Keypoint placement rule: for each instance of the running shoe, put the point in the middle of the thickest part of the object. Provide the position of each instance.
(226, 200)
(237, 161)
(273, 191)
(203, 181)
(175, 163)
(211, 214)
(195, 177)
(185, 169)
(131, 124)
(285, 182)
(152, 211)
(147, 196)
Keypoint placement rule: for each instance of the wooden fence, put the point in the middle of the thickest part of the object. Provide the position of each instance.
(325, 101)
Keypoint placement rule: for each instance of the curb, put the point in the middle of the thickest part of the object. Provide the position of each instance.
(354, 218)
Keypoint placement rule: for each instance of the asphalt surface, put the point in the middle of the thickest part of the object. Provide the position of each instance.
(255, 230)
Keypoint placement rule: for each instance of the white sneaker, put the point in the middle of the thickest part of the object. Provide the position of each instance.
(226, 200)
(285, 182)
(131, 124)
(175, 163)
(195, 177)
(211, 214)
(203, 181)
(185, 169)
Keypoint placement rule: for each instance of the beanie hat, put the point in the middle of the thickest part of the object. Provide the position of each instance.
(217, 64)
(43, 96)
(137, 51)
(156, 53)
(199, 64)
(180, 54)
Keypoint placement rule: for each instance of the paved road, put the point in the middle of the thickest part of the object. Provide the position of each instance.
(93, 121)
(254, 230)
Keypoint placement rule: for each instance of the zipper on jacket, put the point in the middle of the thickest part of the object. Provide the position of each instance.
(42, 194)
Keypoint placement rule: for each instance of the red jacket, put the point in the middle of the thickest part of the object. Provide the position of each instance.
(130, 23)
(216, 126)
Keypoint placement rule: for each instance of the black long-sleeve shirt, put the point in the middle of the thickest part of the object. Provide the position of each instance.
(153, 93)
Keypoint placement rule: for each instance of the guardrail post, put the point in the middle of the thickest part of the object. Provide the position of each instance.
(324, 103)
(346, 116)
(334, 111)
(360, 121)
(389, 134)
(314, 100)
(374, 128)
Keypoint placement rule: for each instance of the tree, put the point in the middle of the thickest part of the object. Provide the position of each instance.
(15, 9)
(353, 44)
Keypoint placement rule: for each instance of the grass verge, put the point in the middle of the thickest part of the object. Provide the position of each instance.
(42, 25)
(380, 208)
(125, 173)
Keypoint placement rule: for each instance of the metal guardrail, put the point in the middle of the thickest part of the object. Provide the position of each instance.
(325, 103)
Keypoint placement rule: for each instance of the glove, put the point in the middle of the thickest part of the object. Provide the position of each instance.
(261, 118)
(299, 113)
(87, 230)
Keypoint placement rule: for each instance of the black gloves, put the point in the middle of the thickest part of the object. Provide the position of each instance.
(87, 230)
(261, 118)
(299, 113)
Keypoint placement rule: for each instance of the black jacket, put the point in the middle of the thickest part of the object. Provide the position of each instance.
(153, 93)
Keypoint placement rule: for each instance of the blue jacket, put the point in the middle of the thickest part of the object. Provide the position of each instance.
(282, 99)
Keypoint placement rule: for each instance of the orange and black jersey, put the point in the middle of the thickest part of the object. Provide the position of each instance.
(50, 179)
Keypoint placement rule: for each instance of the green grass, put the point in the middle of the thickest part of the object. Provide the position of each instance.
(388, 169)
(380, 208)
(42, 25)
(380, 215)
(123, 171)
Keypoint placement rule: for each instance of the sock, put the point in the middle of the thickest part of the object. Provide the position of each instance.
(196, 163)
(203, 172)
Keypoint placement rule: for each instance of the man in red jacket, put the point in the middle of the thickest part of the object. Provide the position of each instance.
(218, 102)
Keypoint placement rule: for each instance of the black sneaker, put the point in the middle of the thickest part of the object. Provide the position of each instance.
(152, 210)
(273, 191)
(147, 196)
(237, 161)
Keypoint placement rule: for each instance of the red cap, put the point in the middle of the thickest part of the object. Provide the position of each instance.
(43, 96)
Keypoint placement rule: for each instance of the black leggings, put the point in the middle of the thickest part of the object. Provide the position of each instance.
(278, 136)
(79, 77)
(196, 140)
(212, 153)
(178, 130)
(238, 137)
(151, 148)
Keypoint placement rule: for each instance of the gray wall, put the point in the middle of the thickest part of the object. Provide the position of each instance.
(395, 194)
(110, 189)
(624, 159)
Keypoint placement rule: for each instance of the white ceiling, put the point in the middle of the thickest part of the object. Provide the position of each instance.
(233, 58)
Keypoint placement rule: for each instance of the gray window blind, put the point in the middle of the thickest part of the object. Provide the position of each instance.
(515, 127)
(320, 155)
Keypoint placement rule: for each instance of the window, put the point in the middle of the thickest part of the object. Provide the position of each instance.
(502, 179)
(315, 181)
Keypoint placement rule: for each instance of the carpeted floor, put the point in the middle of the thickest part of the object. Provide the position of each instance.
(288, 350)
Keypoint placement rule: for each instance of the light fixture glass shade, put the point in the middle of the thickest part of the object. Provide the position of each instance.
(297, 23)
○ ○ ○
EXERCISE GOAL: Take the lines above from the one holding "Keypoint placement rule: for each instance of the gray wall, put" to the last and output them exactly.

REPLY:
Keypoint placement rule: for each instance of the gray wall, put the point in the middle of the thickest part of the object. Provide the position of each instance.
(395, 194)
(110, 189)
(624, 159)
Keypoint placement rule: for each instance of the white ceiling, put the point in the middle of the thickest part of the object. Provide the position of each instance.
(233, 58)
Keypoint placement rule: for each instance of the gray window blind, put the point in the middle of the thickest part of the object. Provide the position of each instance.
(515, 127)
(320, 155)
Keypoint placement rule: for each instance of the window, put the point in the middle of the thickest part of the object. Provide the position of each instance.
(502, 179)
(315, 181)
Keypoint placement rule: for each instance of the carpeted floor, put the point in the middle of the thickest part of the object. Provide the position of each instance.
(288, 350)
Keypoint placement rule: for each instance of the light fixture glass shade, put the point in the middle of the thickest part of the object. Provide the position of each instance.
(297, 23)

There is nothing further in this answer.